------ Supplied data

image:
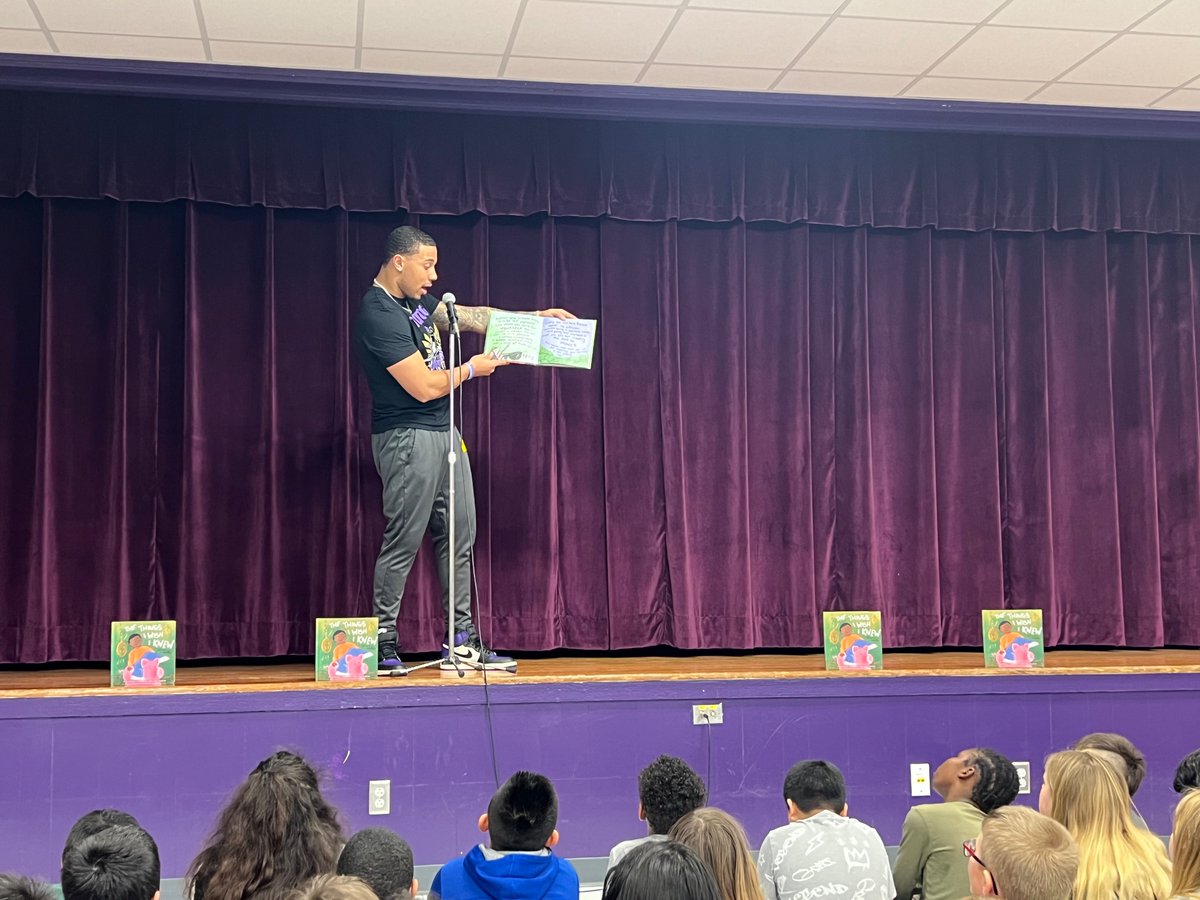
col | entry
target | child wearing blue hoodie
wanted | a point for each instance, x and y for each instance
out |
(519, 864)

------------

→ **Job**: Reproduce every one of the entries above word for word, leaving out the pictures.

→ **Completed exercise**:
image:
col | entry
target | child wearing blue hoodie
wanted | a point for each instance, x and y for each instance
out |
(519, 864)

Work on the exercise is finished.